- _SELECTED PASSAGE_

****************************************

We observe a greater loss of endogenous reads when applying both Kraken2 filtering strategies compared to mapping directly to the reference, with losses up to 0.99%, and 3.8% for negative and positive filtering, respectively (Tables S8 and S9). For negative filtering, this lower recall stems from endogenous reads misclassified as other taxa, a known limitation of Kraken2’s probabilistic compact hash table, which can lead to false classifications. This loss is more pronounced with fragments 41–50 bp in length. In positive filtering, short fragments (<50 bp) were filtered out, as the k-mer 29 database struggled to classify these reads, despite the shorter k-mer length (Figs S6S9). Despite this loss of endogenous reads, the resulting precision increase from filtering improved f-measures for low endogenous samples with high vertebrate contamination (Scenario 1). In contrast, this same loss of endogenous reads lowered f-measure for samples with more endogenous data or less vertebrate contamination (Scenario 2) when compared to bwa aln mapping to a single reference (Figs 3B andS5B). Competitive mapping, in comparison, showed the lowest loss of endogenous reads across all fragment lengths and endogenous fractions. Consequently, combining Kraken2 filtering with competitive mapping improved the f-measure beyond what Kraken2 filtering achieved individually.

Filtering empirical data

Finally, we mapped classified reads from 10 ancient grey wolf samples from Bergström et al. [33] using the positive filtering strategy with the ‘k2_canis_lupus’ database built with k-mer 29 and including biallelic SNPs from 722 Canidae genomes [34]. We see up to a 16-fold increase in processing speed (sample 367 with 0.4% endogenous DNA) when filtering with Kraken2 (Fig. 4A, Supplementary Table S10). The performance boost was observed across samples, with even those having a higher endogenous fraction of 20% and 50% or more experiencing a 2-fold and 1.3-fold increase in processing speeds, respectively. In line with our simulated results, we observed some loss of endogenous data (Fig. 4B, Supplementary Table S10).

(A) Kraken2 + bwa aln filtering and mapping speed, normalized to bwa aln mapping only speed; (B) coverage difference between mapping only and filtering before mapping; and (C) observed f4 statistics of the configuration f4(SampleFilt (blue), SampleBWA (brown); Basenji01, Coyote01California) from pseudo-haploid genotypes. Multiple points indicate replicate pseudo-haploid calls to account for variability introduced by random pseudo-haploidization. The points are coloured by |Z| score. |Z| values below 3 are on a green-to-yellow gradient. |Z| values above 3 are denoted with red. Filtering using only the reference genome (left panel) led to samples CANIS-ALAS-016 and AL2744 being significantly biased (Z > 3) towards the reference. Adding Canid variation from the 722 g project (right panel) shows a nonsignificant deviation (|Z| < 3) from 0 for all samples.

****************************************

Natural-language object grounding data:
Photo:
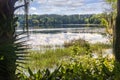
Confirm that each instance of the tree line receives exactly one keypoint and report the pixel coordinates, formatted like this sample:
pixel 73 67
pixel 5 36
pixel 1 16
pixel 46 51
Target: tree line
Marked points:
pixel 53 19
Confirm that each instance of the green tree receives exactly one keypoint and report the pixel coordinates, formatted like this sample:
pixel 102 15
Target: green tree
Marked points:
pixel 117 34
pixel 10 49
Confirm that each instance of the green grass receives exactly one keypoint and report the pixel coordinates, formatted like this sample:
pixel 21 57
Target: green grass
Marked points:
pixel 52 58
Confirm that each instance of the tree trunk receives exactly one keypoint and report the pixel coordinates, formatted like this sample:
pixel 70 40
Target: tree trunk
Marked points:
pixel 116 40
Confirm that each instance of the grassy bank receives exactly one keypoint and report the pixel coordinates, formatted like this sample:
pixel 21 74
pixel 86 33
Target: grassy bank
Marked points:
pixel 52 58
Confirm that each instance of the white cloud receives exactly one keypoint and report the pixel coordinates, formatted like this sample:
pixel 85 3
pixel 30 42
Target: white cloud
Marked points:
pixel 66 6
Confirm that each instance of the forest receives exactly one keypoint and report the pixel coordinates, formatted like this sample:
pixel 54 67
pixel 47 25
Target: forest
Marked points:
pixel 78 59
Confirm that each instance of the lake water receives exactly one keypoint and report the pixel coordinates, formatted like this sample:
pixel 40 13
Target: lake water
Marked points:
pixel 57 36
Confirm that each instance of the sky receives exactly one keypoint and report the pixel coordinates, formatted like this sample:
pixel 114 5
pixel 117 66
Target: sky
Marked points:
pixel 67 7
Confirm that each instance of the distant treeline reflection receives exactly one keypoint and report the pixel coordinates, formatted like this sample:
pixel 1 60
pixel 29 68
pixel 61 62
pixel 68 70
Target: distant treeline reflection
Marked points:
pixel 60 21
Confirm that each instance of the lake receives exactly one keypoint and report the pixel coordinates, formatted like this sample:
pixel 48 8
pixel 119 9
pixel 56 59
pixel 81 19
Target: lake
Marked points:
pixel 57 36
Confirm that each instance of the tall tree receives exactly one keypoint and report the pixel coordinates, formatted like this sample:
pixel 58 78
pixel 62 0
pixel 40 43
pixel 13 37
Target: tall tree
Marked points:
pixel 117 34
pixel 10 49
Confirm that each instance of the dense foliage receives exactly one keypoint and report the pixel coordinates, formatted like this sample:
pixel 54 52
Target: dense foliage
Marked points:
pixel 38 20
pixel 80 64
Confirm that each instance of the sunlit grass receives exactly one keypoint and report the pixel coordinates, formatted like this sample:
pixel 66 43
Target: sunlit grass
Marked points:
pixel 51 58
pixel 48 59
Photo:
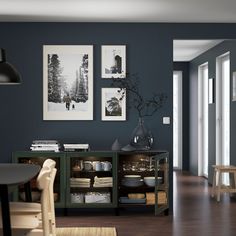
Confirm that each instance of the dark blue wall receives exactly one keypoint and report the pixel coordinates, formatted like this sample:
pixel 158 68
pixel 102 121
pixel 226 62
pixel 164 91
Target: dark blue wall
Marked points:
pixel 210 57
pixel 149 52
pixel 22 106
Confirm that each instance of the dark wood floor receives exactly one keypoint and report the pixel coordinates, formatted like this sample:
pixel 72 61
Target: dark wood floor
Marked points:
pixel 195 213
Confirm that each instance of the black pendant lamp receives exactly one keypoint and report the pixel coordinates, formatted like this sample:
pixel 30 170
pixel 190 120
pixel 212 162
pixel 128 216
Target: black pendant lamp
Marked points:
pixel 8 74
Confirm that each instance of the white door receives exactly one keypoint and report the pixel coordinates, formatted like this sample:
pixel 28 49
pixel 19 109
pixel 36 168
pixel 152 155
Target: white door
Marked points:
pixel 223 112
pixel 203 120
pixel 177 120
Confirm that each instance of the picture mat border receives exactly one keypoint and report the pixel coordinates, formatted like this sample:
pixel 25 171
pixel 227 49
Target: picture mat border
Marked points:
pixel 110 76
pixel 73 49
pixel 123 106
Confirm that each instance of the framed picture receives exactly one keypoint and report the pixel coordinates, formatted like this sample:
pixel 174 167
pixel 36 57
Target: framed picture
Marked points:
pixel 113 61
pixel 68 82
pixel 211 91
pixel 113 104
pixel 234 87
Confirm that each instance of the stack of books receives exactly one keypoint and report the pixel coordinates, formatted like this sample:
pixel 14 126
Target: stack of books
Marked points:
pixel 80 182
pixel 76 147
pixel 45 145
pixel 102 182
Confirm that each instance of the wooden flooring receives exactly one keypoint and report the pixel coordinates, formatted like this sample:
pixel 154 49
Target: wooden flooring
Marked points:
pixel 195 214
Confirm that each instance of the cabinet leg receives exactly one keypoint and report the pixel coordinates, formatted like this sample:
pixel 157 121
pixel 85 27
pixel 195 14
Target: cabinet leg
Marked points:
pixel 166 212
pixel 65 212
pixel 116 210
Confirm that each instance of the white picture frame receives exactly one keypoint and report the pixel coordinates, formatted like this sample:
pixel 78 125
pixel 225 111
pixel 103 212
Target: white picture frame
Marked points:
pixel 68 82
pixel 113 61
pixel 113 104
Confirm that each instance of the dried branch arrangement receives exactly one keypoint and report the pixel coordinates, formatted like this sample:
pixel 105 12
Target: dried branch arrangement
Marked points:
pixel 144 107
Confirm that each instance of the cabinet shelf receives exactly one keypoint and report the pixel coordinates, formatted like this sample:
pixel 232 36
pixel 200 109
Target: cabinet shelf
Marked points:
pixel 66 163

****************************************

- _TO DO_
(a) Revise the passage on Kraken2 read filtering, starting with "(A) Kraken2 + bwa aln" and going on through "for all samples.", replacing "gradient" with "scale".
(b) Carry on the passage on Kraken2 read filtering from where it stops.

- _RESULTS_
(a)
(A) Kraken2 + bwa aln filtering and mapping speed, normalized to bwa aln mapping only speed; (B) coverage difference between mapping only and filtering before mapping; and (C) observed f4 statistics of the configuration f4(SampleFilt (blue), SampleBWA (brown); Basenji01, Coyote01California) from pseudo-haploid genotypes. Multiple points indicate replicate pseudo-haploid calls to account for variability introduced by random pseudo-haploidization. The points are coloured by |Z| score. |Z| values below 3 are on a green-to-yellow scale. |Z| values above 3 are denoted with red. Filtering using only the reference genome (left panel) led to samples CANIS-ALAS-016 and AL2744 being significantly biased (Z > 3) towards the reference. Adding Canid variation from the 722 g project (right panel) shows a nonsignificant deviation (|Z| < 3) from 0 for all samples.

(b)
Figure 4

(A) Kraken2 + bwa aln filtering and mapping speed, normalized to bwa aln mapping only speed; (B) coverage difference between mapping only and filtering before mapping; and (C) observed f4 statistics of the configuration f4(SampleFilt (blue), SampleBWA (brown); Basenji01, Coyote01California) from pseudo-haploid genotypes. Multiple points indicate replicate pseudo-haploid calls to account for variability introduced by random pseudo-haploidization. The points are coloured by |Z| score. |Z| values below 3 are on a green-to-yellow gradient. |Z| values above 3 are denoted with red. Filtering using only the reference genome (left panel) led to samples CANIS-ALAS-016 and AL2744 being significantly biased (Z > 3) towards the reference. Adding Canid variation from the 722 g project (right panel) shows a nonsignificant deviation (|Z| < 3) from 0 for all samples.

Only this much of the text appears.